#### TASK OBJECTIVE:
Please copy out all lines of the entries that contain the word "green".

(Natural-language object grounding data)

.....

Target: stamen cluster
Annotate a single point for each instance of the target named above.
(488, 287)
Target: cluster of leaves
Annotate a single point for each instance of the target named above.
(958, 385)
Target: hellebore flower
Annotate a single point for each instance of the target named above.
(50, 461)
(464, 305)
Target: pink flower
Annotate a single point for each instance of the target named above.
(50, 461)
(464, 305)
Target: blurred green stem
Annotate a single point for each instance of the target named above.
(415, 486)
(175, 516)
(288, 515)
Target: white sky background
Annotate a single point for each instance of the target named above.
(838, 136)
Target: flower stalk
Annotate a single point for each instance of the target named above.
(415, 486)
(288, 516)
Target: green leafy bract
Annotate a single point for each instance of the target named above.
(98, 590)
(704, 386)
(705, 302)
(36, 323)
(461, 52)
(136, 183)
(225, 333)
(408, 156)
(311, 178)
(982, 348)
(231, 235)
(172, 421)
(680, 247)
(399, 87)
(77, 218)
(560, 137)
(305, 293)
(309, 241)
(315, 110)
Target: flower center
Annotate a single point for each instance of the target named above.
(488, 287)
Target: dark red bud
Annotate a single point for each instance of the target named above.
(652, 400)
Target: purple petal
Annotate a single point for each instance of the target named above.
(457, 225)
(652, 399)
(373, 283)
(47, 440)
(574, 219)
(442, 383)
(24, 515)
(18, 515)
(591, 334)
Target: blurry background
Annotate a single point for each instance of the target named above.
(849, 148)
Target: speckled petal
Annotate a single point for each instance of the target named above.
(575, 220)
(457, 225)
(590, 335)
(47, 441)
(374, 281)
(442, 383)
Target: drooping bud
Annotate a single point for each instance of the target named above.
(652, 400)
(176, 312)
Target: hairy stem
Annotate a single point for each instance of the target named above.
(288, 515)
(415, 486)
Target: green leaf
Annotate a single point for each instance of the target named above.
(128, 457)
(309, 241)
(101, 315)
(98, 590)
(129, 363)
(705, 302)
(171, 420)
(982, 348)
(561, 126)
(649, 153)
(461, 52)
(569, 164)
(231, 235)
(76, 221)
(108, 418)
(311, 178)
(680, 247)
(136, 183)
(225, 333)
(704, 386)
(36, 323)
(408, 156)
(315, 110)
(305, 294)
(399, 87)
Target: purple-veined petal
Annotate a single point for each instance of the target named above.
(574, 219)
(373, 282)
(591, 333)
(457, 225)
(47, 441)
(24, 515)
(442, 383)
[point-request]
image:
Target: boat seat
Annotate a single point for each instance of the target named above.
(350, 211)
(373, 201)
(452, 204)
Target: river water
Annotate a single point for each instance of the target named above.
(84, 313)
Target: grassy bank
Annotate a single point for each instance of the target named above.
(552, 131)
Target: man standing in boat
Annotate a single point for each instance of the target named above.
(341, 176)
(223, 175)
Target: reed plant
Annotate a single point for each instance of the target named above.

.....

#### COMPLETED EXERCISE:
Target: blurred green stem
Target: green leafy bract
Target: green leaf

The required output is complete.